* _Given text_
====
Comprising three primary stages—data readiness, feature mining, and categorization—the proposed system employs a novel neural network for music genre classification. By leveraging spectrograph features from short song clips, the CNN architecture incorporates multi-scale time-frequency information, resulting in classification accuracies of 93,9 %, 96,7 %, and 97,2 % on GTZAN, Ballroom, and Extended Ballroom benchmark datasets, respectively.^(13,14,15) Training a Convolutional Neural Networks model on Mel-Frequency Cepstral Coefficients achieved an accuracy of 43 %. Additionally, a novel texture selector based on K-Means was introduced to identify diverse sound textures within tracks, highlighting the significance of capturing texture diversity for enhancing classification performance. A parallel CNN network structure was also devised to extract features from music.^(16,17,18) Features like non-negative matrix factorization and Short-Time Fourier Transform and pitch are extracted and are then subjected to a classification process via Deep Convolutional Neural Network (DCNN) model. To improve the classification accuracy, the DCNN model is trained using a new Self Adaptive model through optimizing the weight. CNN-based music classifier named Bottom-up Broadcast Neural Network (BBNN) is trained on STFT spectrograms extracted from the music clip. An accuracy of 97,51 % and 74,39 % over the GTZAN and the FMA dataset respectively.^(19,20)

Literature surveys reveal that most of the research is carried out in music genre classification mostly using same datasets on machine learning and deep learning models and recently some research was carried out on Western music classification. However, no research has been carried out in classification of semi or light classical music of the North Indian music genre. Even though varieties of music genres exist in North Indian classical music due to cultural diversity, in this research only eleven kinds of semi-classical music are chosen for classification purposes. The accuracy achieved on these models still needs a lot of improvement and there is huge scope to experiment with new models on different genres of music which are untouched by the past researchers. This is novel research using deep learning with dual optimized ANN architecture integrated with Cat Swarm and Optimal Brain Damage for pruning. Proposed Architecture is shown in figure 1.
====
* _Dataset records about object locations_
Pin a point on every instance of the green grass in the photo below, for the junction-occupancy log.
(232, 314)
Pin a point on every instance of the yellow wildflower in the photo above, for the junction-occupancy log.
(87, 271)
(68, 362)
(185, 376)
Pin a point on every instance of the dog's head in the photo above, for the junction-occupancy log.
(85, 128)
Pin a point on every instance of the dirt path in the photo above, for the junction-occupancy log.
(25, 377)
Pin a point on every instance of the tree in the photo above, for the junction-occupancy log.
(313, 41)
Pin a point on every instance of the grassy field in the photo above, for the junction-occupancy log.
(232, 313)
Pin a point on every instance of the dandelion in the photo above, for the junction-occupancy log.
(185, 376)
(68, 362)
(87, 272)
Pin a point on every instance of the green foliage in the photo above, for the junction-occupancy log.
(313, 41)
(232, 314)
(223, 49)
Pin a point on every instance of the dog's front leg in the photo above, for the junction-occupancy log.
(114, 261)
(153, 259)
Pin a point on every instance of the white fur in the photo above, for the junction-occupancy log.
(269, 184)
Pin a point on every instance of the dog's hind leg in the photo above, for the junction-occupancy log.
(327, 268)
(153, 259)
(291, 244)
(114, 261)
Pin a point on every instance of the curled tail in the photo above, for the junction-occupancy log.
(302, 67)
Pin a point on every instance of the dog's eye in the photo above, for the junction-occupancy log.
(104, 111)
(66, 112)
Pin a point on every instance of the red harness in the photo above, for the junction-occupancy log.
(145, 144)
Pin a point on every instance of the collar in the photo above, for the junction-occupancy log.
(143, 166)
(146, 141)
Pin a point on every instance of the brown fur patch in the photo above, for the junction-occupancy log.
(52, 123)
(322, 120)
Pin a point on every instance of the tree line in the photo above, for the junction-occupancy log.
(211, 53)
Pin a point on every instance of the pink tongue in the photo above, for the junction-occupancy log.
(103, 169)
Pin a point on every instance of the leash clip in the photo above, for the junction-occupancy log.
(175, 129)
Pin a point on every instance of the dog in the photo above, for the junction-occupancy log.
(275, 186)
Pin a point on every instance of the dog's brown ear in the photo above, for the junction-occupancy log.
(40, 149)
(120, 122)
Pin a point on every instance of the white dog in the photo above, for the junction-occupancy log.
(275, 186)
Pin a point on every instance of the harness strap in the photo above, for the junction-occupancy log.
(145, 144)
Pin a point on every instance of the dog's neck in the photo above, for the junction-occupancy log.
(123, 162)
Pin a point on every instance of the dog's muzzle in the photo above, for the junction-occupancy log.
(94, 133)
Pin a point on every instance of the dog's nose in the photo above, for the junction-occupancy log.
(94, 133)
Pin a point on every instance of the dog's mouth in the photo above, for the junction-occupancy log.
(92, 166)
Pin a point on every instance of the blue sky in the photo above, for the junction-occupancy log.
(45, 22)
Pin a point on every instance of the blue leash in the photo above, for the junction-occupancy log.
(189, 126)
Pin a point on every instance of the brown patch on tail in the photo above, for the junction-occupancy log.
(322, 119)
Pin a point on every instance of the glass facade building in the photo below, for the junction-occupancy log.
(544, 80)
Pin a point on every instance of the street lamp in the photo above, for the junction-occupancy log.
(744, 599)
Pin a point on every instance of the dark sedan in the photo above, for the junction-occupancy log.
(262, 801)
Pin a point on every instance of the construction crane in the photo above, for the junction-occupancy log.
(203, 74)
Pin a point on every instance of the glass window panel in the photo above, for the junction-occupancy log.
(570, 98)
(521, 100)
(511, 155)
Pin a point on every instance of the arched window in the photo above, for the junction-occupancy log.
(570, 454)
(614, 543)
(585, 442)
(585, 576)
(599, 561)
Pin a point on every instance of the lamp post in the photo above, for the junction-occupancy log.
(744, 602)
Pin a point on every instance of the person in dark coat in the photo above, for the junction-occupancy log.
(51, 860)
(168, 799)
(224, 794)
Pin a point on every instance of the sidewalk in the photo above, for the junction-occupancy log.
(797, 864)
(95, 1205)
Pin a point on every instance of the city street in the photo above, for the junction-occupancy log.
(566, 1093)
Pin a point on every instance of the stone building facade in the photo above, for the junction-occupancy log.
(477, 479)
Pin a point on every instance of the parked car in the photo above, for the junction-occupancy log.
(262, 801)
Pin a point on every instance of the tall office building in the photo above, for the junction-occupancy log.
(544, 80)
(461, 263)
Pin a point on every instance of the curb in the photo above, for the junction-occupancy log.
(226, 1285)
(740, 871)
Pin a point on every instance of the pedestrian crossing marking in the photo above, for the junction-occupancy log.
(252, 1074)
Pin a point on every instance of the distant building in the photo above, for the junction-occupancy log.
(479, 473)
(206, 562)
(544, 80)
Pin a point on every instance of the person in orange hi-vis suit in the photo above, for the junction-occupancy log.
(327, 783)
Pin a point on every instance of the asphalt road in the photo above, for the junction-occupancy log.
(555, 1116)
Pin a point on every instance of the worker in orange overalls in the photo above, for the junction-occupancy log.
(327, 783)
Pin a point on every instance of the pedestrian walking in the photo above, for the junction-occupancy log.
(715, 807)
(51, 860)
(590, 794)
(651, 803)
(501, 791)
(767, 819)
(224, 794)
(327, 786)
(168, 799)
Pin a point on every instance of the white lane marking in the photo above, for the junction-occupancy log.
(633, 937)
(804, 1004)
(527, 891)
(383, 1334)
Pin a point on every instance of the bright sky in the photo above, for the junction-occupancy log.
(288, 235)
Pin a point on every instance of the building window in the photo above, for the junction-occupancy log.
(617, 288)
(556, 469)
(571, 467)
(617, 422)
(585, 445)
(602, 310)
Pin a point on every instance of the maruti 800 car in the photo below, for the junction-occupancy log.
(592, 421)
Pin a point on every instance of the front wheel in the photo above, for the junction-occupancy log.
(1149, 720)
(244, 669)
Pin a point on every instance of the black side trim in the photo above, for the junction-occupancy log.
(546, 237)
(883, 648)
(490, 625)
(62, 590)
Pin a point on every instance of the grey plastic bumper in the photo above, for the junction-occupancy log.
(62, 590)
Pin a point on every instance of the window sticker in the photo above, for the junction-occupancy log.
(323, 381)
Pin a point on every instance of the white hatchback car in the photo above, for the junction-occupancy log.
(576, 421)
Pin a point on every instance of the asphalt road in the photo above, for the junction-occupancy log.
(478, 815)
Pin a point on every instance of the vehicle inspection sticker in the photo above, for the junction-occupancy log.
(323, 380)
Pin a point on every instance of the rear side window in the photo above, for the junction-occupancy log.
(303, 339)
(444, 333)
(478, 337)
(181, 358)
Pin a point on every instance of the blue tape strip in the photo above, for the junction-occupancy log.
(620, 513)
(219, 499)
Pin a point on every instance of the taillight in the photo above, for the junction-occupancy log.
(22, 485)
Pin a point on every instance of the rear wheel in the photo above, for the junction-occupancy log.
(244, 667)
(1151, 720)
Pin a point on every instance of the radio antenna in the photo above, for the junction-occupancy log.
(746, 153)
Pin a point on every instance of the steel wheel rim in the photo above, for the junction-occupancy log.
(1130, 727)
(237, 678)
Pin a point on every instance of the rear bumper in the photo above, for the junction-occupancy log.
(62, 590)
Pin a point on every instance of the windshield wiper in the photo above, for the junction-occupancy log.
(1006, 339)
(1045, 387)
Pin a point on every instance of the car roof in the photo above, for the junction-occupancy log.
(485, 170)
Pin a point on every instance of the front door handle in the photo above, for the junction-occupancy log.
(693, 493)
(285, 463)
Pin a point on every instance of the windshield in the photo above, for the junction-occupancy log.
====
* _Stated goal 1_
According to the text on music genre classification, how many kinds of semi-classical music were chosen for classification in this research?
* _Stated goal 2_
Quote everything in the records from the line containing "Pin a point on every instance of the white hatchback" down to the end of the records.

* _Exercise solution 1_
Eleven.

* _Exercise solution 2_
Pin a point on every instance of the white hatchback car in the photo above, for the junction-occupancy log.
(576, 421)
Pin a point on every instance of the asphalt road in the photo above, for the junction-occupancy log.
(478, 815)
Pin a point on every instance of the vehicle inspection sticker in the photo above, for the junction-occupancy log.
(323, 380)
Pin a point on every instance of the rear side window in the photo above, for the junction-occupancy log.
(303, 339)
(444, 333)
(478, 337)
(181, 358)
Pin a point on every instance of the blue tape strip in the photo above, for the junction-occupancy log.
(620, 513)
(219, 499)
Pin a point on every instance of the taillight in the photo above, for the junction-occupancy log.
(22, 485)
Pin a point on every instance of the rear wheel in the photo above, for the junction-occupancy log.
(244, 667)
(1151, 720)
Pin a point on every instance of the radio antenna in the photo above, for the junction-occupancy log.
(746, 153)
Pin a point on every instance of the steel wheel rim in the photo above, for the junction-occupancy log.
(1130, 727)
(237, 678)
Pin a point on every instance of the rear bumper in the photo above, for the junction-occupancy log.
(62, 590)
Pin a point on every instance of the windshield wiper in the photo above, for the junction-occupancy log.
(1006, 339)
(1045, 387)
Pin a point on every instance of the car roof in the photo above, for the junction-occupancy log.
(485, 170)
Pin a point on every instance of the front door handle in the photo above, for the junction-occupancy log.
(693, 493)
(285, 463)
Pin a point on every instance of the windshield in the photo above, for the junction-occupancy log.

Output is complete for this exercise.